** BEGIN **
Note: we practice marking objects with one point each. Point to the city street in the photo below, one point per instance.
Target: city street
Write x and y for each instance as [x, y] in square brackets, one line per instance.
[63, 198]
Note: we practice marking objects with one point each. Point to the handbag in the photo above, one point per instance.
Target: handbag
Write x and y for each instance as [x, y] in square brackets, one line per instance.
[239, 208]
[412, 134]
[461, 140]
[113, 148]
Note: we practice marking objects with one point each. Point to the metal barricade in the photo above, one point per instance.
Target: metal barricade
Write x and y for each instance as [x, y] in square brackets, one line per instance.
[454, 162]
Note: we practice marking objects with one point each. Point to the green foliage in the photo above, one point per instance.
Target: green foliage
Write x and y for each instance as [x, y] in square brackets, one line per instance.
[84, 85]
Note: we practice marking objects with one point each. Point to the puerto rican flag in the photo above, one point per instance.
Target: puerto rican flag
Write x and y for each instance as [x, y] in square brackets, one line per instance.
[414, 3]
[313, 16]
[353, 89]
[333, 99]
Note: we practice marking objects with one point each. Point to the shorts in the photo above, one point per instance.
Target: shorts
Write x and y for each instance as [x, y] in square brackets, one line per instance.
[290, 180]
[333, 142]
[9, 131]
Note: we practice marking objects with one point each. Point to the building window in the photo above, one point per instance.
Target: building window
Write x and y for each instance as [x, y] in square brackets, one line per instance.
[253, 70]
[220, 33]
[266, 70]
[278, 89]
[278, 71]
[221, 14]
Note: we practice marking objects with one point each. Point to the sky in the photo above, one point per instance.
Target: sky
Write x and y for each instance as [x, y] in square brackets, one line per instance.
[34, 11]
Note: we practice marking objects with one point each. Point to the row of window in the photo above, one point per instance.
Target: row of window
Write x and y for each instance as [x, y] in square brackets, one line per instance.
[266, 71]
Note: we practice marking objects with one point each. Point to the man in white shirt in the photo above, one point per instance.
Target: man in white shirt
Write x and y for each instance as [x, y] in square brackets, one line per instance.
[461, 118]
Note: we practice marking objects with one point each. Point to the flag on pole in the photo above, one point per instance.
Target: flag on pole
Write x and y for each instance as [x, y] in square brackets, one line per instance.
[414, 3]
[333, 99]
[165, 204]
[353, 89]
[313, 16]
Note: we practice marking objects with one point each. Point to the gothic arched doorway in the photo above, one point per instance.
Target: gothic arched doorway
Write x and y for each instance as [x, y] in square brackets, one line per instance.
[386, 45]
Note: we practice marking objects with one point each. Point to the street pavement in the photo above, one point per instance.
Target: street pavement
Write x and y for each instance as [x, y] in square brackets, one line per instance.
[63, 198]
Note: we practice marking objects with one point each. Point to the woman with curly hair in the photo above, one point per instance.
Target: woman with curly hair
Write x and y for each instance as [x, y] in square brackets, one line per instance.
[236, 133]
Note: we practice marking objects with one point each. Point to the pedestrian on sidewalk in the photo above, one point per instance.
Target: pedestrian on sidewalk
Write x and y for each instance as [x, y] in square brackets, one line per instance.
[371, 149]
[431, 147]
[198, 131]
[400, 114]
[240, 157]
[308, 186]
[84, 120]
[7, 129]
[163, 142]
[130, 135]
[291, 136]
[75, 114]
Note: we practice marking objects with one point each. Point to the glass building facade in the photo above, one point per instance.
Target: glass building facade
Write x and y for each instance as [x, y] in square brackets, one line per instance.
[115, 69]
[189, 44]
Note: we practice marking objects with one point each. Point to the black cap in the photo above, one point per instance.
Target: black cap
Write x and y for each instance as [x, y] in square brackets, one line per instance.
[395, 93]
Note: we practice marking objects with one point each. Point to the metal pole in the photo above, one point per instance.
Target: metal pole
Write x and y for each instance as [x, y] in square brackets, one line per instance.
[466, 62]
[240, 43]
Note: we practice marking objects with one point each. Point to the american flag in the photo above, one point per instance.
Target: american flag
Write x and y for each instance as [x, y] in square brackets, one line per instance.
** END **
→ **Set problem**
Starting from the line containing "to the glass", repeat each line through the end of the entries, exactly.

→ **Answer**
Note: we practice marking objects with one point each. Point to the glass building facade in the photo above, one point per instance.
Target: glass building facade
Write x and y for each instance as [x, y] in square brackets, one line per instance.
[115, 69]
[189, 44]
Note: we practice marking objects with one point each. Point to the black cap in the photo above, one point per instance.
Target: black cap
Write x and y for each instance as [x, y] in square brackets, one line per instance.
[395, 93]
Note: we practice marking objects with one point each. Point to the metal pole in the photo above, one point per instance.
Target: metal pole
Write x and y for each instance as [x, y] in square brackets, one line per instance.
[466, 62]
[240, 43]
Note: we practice marking objects with one point each. Point to the american flag in the photo above, one point per instance.
Target: american flag
Write x and y for each instance as [x, y] in square brackets, one line per instance.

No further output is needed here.